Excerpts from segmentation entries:
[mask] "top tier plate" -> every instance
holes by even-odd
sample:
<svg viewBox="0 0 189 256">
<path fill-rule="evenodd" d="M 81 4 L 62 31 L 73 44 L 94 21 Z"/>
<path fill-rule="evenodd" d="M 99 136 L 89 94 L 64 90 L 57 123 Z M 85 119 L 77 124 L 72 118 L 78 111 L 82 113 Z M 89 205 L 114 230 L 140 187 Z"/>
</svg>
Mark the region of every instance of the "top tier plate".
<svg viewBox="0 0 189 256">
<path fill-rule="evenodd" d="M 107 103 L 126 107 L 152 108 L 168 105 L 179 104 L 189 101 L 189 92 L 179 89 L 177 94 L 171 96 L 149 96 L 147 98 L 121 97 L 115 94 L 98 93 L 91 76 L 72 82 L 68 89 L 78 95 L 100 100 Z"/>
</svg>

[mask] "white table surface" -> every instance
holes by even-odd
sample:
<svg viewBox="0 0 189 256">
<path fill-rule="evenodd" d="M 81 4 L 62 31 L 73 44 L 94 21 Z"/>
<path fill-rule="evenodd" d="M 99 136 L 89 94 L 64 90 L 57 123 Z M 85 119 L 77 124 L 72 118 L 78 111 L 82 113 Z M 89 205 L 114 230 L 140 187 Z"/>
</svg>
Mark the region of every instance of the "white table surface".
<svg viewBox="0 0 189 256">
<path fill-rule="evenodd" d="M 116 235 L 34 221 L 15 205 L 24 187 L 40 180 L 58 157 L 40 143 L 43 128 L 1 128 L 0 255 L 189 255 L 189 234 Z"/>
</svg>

Problem details: Copy every line of the entries above without changing anything.

Exercise output:
[mask] "top tier plate" -> every instance
holes by even-odd
sample:
<svg viewBox="0 0 189 256">
<path fill-rule="evenodd" d="M 81 4 L 62 31 L 73 44 L 94 21 Z"/>
<path fill-rule="evenodd" d="M 99 136 L 89 94 L 64 90 L 57 123 Z M 85 119 L 77 124 L 72 118 L 78 111 L 82 113 Z M 89 205 L 114 230 L 140 187 Z"/>
</svg>
Mark the region of every instance of the "top tier plate".
<svg viewBox="0 0 189 256">
<path fill-rule="evenodd" d="M 107 103 L 126 107 L 152 108 L 168 105 L 179 104 L 189 101 L 189 92 L 179 89 L 177 94 L 171 96 L 149 96 L 147 98 L 121 97 L 115 94 L 98 93 L 91 76 L 72 82 L 68 89 L 78 95 L 100 100 Z"/>
</svg>

[mask] "white table surface" -> every instance
holes by even-odd
sample:
<svg viewBox="0 0 189 256">
<path fill-rule="evenodd" d="M 81 4 L 62 31 L 73 44 L 94 21 Z"/>
<path fill-rule="evenodd" d="M 99 136 L 89 94 L 64 90 L 57 123 Z M 85 119 L 77 124 L 72 118 L 78 111 L 82 113 Z M 89 205 L 114 230 L 140 187 Z"/>
</svg>
Mark the region of every instance of the "white table surface".
<svg viewBox="0 0 189 256">
<path fill-rule="evenodd" d="M 116 235 L 34 221 L 15 205 L 24 187 L 40 180 L 58 157 L 40 143 L 43 128 L 1 128 L 0 255 L 189 255 L 189 234 Z"/>
</svg>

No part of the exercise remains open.